Extracted text:
+++
Are you or a loved one living with a disability? If so, you may have heard about the National Disability Insurance Scheme (NDIS) and the support it offers to Australians with disability. One of the key areas of support available through the NDIS is assistive technology. 

In this article, we’ll take a closer look at NDIS assistive technology, what it is, and how it can help people with disability to live more independently and achieve their goals.  

What is NDIS Assistive Technology?

Assistive technology refers to any device or system that helps people with disability to perform tasks that they might not otherwise be able to do. This can include simple items like walking sticks and grab rails, or more complex equipment like power wheelchairs and communication devices. 

NDIS assistive technology refers specifically to assistive technology that is funded by the NDIS. This can include funding for the purchase or rental of equipment, as well as funding for assessments and training to help people to use the technology effectively. 

Prosthetic through NDIS assistive technology fund

How Can NDIS Assistive Technology Help?

Assistive technology can be life-changing for people with disability, allowing them to do things that might have previously been impossible. For example, a person with limited mobility might be able to use a power wheelchair to get around their home and community more easily, while a person with communication difficulties might be able to use a speech generating device to express themselves more effectively. 

NDIS assistive technology can help people with disability to achieve their goals in a variety of areas, including: 

  • Mobility: power wheelchairs, mobility scooters, and other devices can help people to move around more easily and independently. 
  • Communication: speech generating devices, communication apps, and other tools can help people to communicate more effectively with others. 
  • Daily living: items like hoists, shower chairs, and other equipment can help people with personal care tasks, cooking, cleaning, and other activities of daily living.
+++
Given data:

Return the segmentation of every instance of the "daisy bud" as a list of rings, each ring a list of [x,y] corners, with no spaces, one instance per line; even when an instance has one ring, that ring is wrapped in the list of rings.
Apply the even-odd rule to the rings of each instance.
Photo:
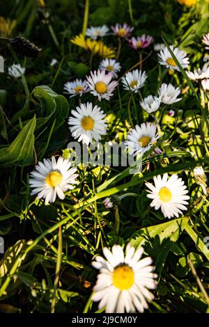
+++
To-do list:
a) Besides the purchase or rental of equipment, what else does NDIS funding for assistive technology cover, according to the article on NDIS assistive technology?
b) Write out the NDIS assistive technology article word for word from "Assistive technology refers to" to "the technology effectively.".

Results for each task:
a) It covers assessments and training to help people use the technology effectively.

b)
Assistive technology refers to any device or system that helps people with disability to perform tasks that they might not otherwise be able to do. This can include simple items like walking sticks and grab rails, or more complex equipment like power wheelchairs and communication devices. 

NDIS assistive technology refers specifically to assistive technology that is funded by the NDIS. This can include funding for the purchase or rental of equipment, as well as funding for assessments and training to help people to use the technology effectively.